━━━━━ Provided passage

America has more to fear from a "lone wolf" than from a large scale attack, says President Obama. Image: DVIDSHUB/Flickr/CC BY

President Obama predicted in a CNN interview Tuesday that a “lone wolf” terror attack is much more likely than a large-scale planned assault. This speculation comes just weeks before the 10th anniversary of the September 11, 2001 al-Qaida attack on the World Trade Center.

Possible retribution for bin-Laden

The president was asked during the interview if he feared a terrorist attack on September 11, perhaps as a retaliation for the killing of al-Qaida leader Osama bin Laden by Navy SEALS in May.

“The biggest concern we have right now is not the launching of a major terrorist operation, although that risk is always there. The risk that we’re especially concerned over right now is the lone wolf terrorist. Somebody with a single weapon being able to carry out wide-scale massacres,” Obama said.

One person harder to track

The chief executive said that one deranged person, motivated by a hateful ideology, is capable of great damage and is harder to track than a large organization. He cited the recent attacks in Oslo, Norway, that left 77 dead as an example of the sort of attack he feared.

Al-Qaida continues to recruit

U.S. intelligence officials continue to report al-Qaida’s effort to enlist U.S.-born collaborators for its terror schemes, despite being crippled by the loss of its top man.

━━━━━━━━━━

**Tasks and exercises**
1) Reproduce the part of the article on Obama's lone wolf warning starting at "The president was" and ending at "attack he feared.".
2) Resume the article on Obama's lone wolf warning after its final sentence and carry it further.
The lines after this come from an unrelated source.

━━━━━ Source material

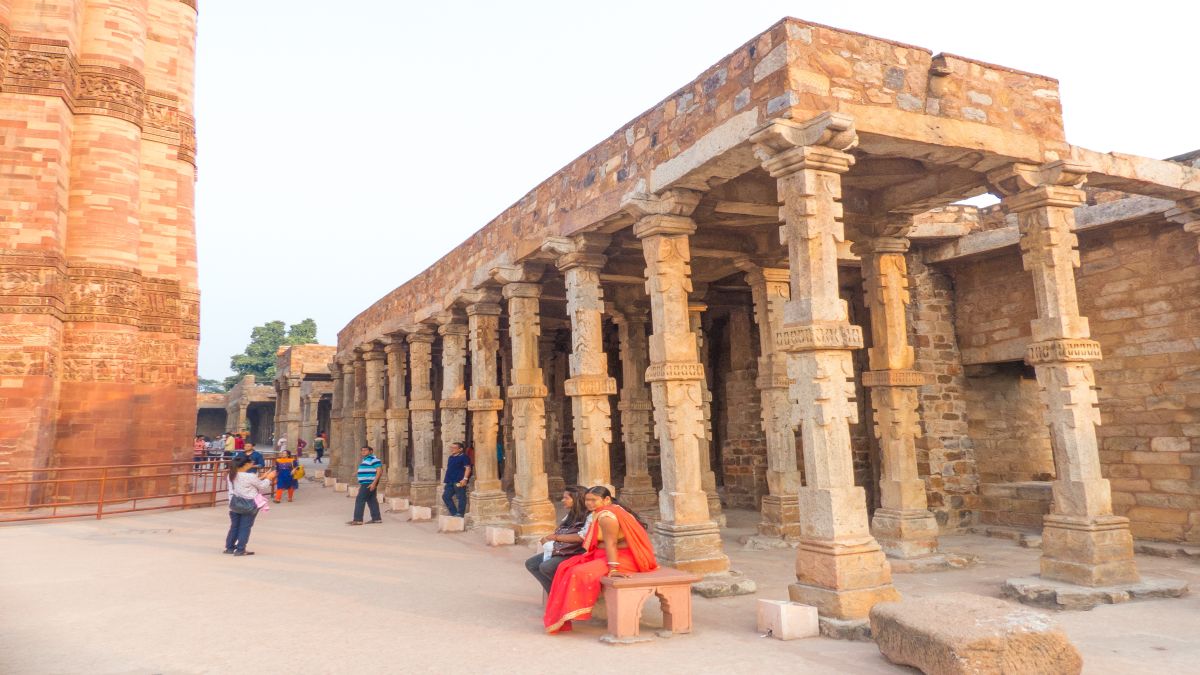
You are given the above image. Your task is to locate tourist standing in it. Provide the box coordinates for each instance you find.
[542,485,659,633]
[526,485,588,593]
[442,441,470,518]
[312,432,325,464]
[275,450,300,503]
[347,446,383,525]
[224,456,275,555]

━━━━━━━━━━

**Responses by task**
1)
The president was asked during the interview if he feared a terrorist attack on September 11, perhaps as a retaliation for the killing of al-Qaida leader Osama bin Laden by Navy SEALS in May.

“The biggest concern we have right now is not the launching of a major terrorist operation, although that risk is always there. The risk that we’re especially concerned over right now is the lone wolf terrorist. Somebody with a single weapon being able to carry out wide-scale massacres,” Obama said.

One person harder to track

The chief executive said that one deranged person, motivated by a hateful ideology, is capable of great damage and is harder to track than a large organization. He cited the recent attacks in Oslo, Norway, that left 77 dead as an example of the sort of attack he feared.

2)
Lone wolf terror attacks

There have been several lone wolf terror attacks within the U.S. borders in recent years. Nidal Hasan, an Army psychiatrist with alleged Islamic extremist ties, killed 13 people and left 29 others wounded in a shooting spree last November at Fort Hood, Texas. In 2010, Faizal Shahzad, a U.S. citizen, was convicted of placing a failed car bomb in New York’s Times Square. And on Christmas day, 2009, Northwest Airlines Flight 253 to Detroit was interrupted by Umar Farouk Abdulmutallab, a passenger who tried to set off plastic explosives sewn into his underwear.

Obama vows added vigilance

“We still have to stay on top of it, though. We’re never letting our guard (down) now. That’s part of our job,” said the president. He then vowed that U.S. authorities will be extra vigilant as the anniversary of the worst-ever terror attack on U.S. soil approaches.

The president will be joined by former president George W. Bush for a ceremony at ground zero on Sept. 11.